_RAW DATA:_
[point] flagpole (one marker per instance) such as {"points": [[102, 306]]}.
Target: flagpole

---

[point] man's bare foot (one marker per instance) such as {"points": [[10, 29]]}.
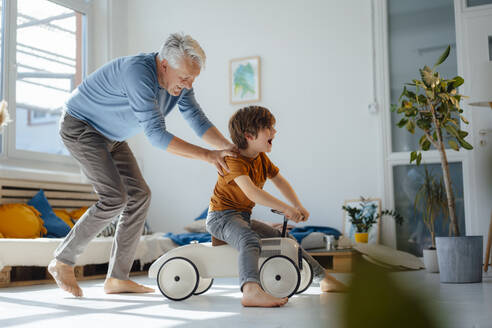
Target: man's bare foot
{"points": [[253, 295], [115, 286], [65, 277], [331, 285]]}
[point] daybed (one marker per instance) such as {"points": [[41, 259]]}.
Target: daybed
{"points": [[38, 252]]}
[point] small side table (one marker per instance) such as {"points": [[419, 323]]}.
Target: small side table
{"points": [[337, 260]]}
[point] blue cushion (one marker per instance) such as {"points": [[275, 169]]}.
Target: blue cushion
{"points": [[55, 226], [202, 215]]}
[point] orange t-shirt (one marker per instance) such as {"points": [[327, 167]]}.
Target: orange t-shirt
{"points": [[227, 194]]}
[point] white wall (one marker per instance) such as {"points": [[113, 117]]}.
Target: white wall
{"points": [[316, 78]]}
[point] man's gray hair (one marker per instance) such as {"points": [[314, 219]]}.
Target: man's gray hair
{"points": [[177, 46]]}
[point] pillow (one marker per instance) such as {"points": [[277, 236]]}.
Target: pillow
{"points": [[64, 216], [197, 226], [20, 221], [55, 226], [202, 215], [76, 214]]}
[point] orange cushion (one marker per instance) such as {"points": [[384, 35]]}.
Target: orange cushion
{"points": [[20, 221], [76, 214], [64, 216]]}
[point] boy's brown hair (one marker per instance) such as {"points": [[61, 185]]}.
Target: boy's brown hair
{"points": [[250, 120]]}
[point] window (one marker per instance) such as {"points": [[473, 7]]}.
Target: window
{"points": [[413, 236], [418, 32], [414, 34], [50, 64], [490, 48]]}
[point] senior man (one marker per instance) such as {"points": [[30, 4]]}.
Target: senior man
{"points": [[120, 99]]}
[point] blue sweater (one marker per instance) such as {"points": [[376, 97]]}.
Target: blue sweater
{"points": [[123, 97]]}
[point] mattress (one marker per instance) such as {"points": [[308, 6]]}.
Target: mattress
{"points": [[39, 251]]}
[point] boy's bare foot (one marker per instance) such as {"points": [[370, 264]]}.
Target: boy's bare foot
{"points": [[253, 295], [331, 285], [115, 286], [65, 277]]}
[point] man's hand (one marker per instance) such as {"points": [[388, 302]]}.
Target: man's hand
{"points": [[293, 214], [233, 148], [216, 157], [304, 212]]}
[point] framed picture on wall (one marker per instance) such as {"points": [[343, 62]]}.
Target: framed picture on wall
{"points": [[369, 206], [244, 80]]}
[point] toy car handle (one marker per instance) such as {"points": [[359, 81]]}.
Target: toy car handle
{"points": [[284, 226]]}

_PROMPT:_
Pull out each line of the material above that contains the string "white", and copy those lines in full. Case counts.

_COMPLETE ANSWER:_
[point] white wall (one marker per instance) such as {"points": [[113, 117]]}.
Target: white wall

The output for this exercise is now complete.